EXERCISE TEXT START

What does Genesis 14:6 mean?
ESV: and the Horites in their hill country of Seir as far as El-paran on the border of the wilderness.
NIV: and the Horites in the hill country of Seir, as far as El Paran near the desert.
NASB: and the Horites on their Mount Seir, as far as El-paran, which is by the wilderness.
CSB: and the Horites in the mountains of Seir, as far as El-paran by the wilderness.
NLT: and the Horites at Mount Seir, as far as El-paran at the edge of the wilderness.
KJV: And the Horites in their mount Seir, unto Elparan, which is by the wilderness.
Verse Commentary:
The previous verse describes how the four eastern kings, led by Chedorlaomer, went to war against the city-states in the Canaan in response to a rebellion against their rule. Their route took them south through Canaan along a line east of the Jordan River, defeating all in their path, including in this verse the Horites in the hill country of Seir all of the way to the edge of the southern wilderness.

The next verses will describe where their route of destruction took them next as they turned back toward the north. This path will take them through the region occupied by Lot, the nephew of Abram (Genesis 11:31; Genesis 12:4). Their conquest will inspire Abram to take drastic, heroic action.
Verse Context:
Genesis 14:1–16 is an action-packed story of war between ancient city-states. Four kings from the east arrive to put down a rebellion by five kings from cities around the Dead Sea. After defeating them, the eastern kings loot Sodom, carrying off Abram's nephew Lot and all he owns in the process. Abram gathers his own small army, along with three Amorite allies, and gives chase. They catch the enemy in the northern reaches of Canaan, defeat them, and recapture all the plunder, including Lot.
Chapter Summary:
This short chapter is packed with action, adventure, and war. An army from the east comes to reestablish its rule over the kings of the city-states of Canaan. Five kings from the Dead Sea region rebel, are defeated, and Sodom is looted. Abram's nephew Lot is captured and taken away. Abram and his own small army chase down the eastern kings, defeating them and recapturing all that was lost. Returning home, Abram is met by a mysterious king and priest of God Most High called Melchizedek.

EXERCISE TEXT END
EXTRACTED ENTRIES START

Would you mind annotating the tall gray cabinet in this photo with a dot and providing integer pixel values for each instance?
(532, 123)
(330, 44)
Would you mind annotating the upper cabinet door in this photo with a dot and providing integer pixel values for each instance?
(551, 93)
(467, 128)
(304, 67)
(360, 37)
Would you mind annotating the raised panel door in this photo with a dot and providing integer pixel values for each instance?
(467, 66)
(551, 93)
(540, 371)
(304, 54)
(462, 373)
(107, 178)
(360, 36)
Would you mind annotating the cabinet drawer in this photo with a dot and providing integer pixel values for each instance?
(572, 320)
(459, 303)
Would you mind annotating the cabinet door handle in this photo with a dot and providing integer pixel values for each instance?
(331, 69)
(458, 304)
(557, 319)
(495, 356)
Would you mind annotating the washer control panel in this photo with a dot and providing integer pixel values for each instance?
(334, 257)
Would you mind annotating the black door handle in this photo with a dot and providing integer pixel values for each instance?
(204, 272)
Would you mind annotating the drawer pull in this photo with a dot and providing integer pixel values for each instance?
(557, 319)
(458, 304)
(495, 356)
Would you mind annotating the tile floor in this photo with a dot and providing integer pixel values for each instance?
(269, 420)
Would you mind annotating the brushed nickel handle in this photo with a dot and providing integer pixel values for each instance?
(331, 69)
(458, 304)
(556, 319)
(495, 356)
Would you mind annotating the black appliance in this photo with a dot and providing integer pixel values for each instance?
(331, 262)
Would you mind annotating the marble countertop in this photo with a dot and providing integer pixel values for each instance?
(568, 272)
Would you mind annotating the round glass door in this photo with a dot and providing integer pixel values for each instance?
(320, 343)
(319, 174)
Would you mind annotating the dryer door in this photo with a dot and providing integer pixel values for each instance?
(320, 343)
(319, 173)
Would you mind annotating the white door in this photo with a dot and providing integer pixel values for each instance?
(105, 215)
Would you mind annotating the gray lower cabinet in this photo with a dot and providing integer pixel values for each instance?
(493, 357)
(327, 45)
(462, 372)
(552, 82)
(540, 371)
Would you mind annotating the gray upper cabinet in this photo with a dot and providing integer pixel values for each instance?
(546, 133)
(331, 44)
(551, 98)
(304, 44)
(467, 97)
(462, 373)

EXTRACTED ENTRIES END
EXTRACTED ENTRIES START

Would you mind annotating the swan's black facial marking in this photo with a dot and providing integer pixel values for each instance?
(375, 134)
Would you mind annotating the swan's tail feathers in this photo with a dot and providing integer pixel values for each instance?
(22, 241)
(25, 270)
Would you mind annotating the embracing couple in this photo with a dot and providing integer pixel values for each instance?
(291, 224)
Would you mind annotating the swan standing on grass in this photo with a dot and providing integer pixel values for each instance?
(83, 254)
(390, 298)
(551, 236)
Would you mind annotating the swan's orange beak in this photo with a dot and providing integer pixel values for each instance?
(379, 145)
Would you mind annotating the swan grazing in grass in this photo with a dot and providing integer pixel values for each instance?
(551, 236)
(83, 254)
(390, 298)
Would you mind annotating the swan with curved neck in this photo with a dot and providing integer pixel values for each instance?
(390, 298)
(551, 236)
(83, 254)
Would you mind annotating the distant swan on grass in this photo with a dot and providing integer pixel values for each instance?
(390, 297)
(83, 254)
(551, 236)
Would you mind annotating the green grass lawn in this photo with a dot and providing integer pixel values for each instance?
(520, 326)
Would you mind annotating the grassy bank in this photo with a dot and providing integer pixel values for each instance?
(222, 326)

EXTRACTED ENTRIES END

**SET OF TASKS:**
a. According to the commentary on Genesis 14:6, who led the four eastern kings?
b. Extend the commentary on Genesis 14:6 from where it stops.

**TASK-BY-TASK ANSWERS:**
a. Chedorlaomer.

b.
Chapter Context:
At first, Genesis 14 seems unrelated to the previous chapter. Four kings from the east come to wage war against the kings and people groups of Canaan, including five kings from cities around the Dead Sea. The eastern kings defeat all challengers, looting Sodom and carrying off Lot and his entire family. Now Abram reappears in the story to chase down the departing army, defeat them in a single night, and retrieve all that was lost. On the way home, he is met by a mysterious king and priest of God Most High known as Melchizedek.
Book Summary:
The book of Genesis establishes fundamental truths about God. Among these are His role as the Creator, His holiness, His hatred of sin, His love for mankind, and His willingness to provide for our redemption. We learn not only where mankind has come from, but why the world is in its present form. The book also presents the establishment of Israel, God's chosen people. Many of the principles given in other parts of Scripture depend on the basic ideas presented here in the book of Genesis. Within the framework of the Bible, Genesis explains the bare-bones history of the universe leading up to the captivity of Israel in Egypt, setting the stage for the book of Exodus.